#### [Fragen zum Text]
1) Fassen Sie im Text über das Protein-Gel den Absatz, der mit «Das Gel verlagert den Alkoholabbau» beginnt, kürzer zusammen und behalten Sie dabei seine wesentlichen Aussagen bei.
2) In welchen Stoff wandelt das Gel den Alkohol laut dem Text über das Protein-Gel um?
3) Bitte führen Sie den Text über das Protein-Gel nach seinem letzten Satz weiter.

Die ETH Zürich meldet nun, dass eines ihrer Forscherteams ein Protein-Gel entwickelt hat, das hier helfen könnte. Denn das neue Produkt baut den Alkohol bereits im Magen-Darm-Trakt ab.
Zumindest im Test an Mäusen zeigte sich, dass dieses Gel den Alkohol schnell in harmlose Essigsäure verwandelt – und zwar bevor dieser ins Blut gelangt.
Das Gel könnte also dereinst vor oder während des Alkoholkonsums oral eingenommen werden, um zu verhindern, dass der Blutalkoholpegel steigt.
«Das Gel verlagert den Alkoholabbau von der Leber in den Verdauungstrakt», sagt Raffaele Mezzenga, ETH-Professor für Lebensmittel und weiche Materialien: «Im Gegensatz zum Alkoholstoffwechsel in der Leber entsteht dabei aber nicht das schädliche Zwischenprodukt Acetaldehyd.» Das Gel könnte vor allem für Menschen interessant sein, «die nicht ganz auf Alkohol verzichten möchten, aber ihren Körper nicht belasten wollen und nicht an der Wirkung des Alkohols interessiert sind», sagt Mezzenga.
  • Jiaqi Su, Pengjie Wang, Wei Zhou, Mohammad Peydayesh, Jiangtao Zhou, Tonghui Jin, Felix Donat, Cuiyuan Jin, Lu Xia, Kaiwen Wang, Fazheng Ren, Paul Van der Meeren, F. Pelayo García de Arquer, Raffaele Mezzenga: «Single-site iron-anchored amyloid hydrogels as catalytic platforms for alcohol detoxification», in: «Nature Nanotechnology», Mai 2024.

#### [Bereitgestellte Datensätze]
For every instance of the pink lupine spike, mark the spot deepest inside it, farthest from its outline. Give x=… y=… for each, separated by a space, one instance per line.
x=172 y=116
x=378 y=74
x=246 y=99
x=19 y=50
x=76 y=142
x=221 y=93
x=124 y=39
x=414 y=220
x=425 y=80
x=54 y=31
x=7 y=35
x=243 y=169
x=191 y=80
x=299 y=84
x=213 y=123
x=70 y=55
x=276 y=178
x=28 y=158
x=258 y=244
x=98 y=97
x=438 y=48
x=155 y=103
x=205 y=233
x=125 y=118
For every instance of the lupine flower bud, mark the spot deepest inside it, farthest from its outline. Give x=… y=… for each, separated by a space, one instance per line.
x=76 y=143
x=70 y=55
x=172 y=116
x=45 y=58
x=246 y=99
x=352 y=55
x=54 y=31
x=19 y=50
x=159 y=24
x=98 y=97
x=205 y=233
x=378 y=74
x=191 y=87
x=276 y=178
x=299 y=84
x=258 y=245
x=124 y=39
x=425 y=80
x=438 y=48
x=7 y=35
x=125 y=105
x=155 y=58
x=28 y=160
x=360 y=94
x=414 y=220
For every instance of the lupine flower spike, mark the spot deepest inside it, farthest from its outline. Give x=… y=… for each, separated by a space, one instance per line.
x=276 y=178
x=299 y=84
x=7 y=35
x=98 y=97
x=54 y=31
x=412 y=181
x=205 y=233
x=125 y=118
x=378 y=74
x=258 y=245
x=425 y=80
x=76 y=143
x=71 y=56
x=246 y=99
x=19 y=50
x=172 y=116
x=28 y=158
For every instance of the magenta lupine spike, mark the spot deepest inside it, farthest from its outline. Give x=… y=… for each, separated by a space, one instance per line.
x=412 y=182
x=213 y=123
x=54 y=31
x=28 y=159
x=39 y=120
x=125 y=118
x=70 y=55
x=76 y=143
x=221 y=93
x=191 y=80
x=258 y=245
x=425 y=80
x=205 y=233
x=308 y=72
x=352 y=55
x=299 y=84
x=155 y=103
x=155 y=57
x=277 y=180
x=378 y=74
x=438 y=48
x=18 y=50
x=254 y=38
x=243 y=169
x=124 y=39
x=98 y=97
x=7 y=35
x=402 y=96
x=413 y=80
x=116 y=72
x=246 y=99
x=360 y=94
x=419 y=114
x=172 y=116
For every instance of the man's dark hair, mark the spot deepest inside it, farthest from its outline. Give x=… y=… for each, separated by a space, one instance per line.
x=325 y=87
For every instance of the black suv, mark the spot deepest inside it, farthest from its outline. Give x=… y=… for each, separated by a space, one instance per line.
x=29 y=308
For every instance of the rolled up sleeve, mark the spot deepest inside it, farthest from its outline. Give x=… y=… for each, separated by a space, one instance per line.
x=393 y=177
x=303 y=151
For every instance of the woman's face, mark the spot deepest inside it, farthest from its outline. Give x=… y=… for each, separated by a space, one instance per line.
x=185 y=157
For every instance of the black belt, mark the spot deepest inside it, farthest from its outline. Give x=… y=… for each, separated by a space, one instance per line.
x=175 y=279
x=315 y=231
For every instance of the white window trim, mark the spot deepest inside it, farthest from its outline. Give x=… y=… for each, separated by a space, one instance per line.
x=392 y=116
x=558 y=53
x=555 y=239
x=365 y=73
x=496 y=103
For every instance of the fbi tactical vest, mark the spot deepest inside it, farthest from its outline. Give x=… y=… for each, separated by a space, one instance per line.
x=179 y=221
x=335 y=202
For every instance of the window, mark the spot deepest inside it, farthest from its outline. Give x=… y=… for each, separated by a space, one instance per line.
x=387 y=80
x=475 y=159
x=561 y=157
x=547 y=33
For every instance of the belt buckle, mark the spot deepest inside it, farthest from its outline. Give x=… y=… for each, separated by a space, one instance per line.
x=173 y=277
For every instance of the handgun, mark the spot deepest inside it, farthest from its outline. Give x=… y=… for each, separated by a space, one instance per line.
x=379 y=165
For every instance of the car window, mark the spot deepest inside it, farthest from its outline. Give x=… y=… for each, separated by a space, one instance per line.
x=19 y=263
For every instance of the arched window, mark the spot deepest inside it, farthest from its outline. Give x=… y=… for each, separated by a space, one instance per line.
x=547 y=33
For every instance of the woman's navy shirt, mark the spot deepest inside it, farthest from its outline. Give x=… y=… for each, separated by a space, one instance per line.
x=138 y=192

#### [Gelöste Aufgaben]
1) ETH-Professor Raffaele Mezzenga zufolge verlagert das Gel den Alkoholabbau von der Leber in den Verdauungstrakt. Anders als beim Abbau in der Leber entsteht dabei kein schädliches Acetaldehyd. Interessant sei das Gel vor allem für Menschen, die nicht ganz auf Alkohol verzichten, ihren Körper aber nicht belasten wollen und an der Wirkung des Alkohols kein Interesse haben.

2) In harmlose Essigsäure.

3)
  • doi: 10.1038/s41565-​024-01657-7
Für die Herstellung des Gels verwendeten die ETH-Forscher gewöhnliche Molkenproteine. Diese wurden lange gekocht, so dass sich daraus lange, dünne Fasern bildeten. Anschliessend kamen Salz und Wasser als Lösungsmittel hinzu: Damit vernetzen sich die Fasern zu einem Gel.
Damit das Gel den Alkohol abbauen kann, braucht es dann weitere Katalysatoren. Als Hauptkatalysator im ETH-Projekt dienen einzelne Eisenatome, die dann gleichmässig über die Oberfläche der langen Proteinfasern verteilt werden. «Wir tauchten die Fasern quasi in ein Eisenbad, sodass sie wirksam mit dem Alkohol reagieren und ihn in Essigsäure verwandeln können», sagt Jiaqi Su, die Erstautorin der Studie.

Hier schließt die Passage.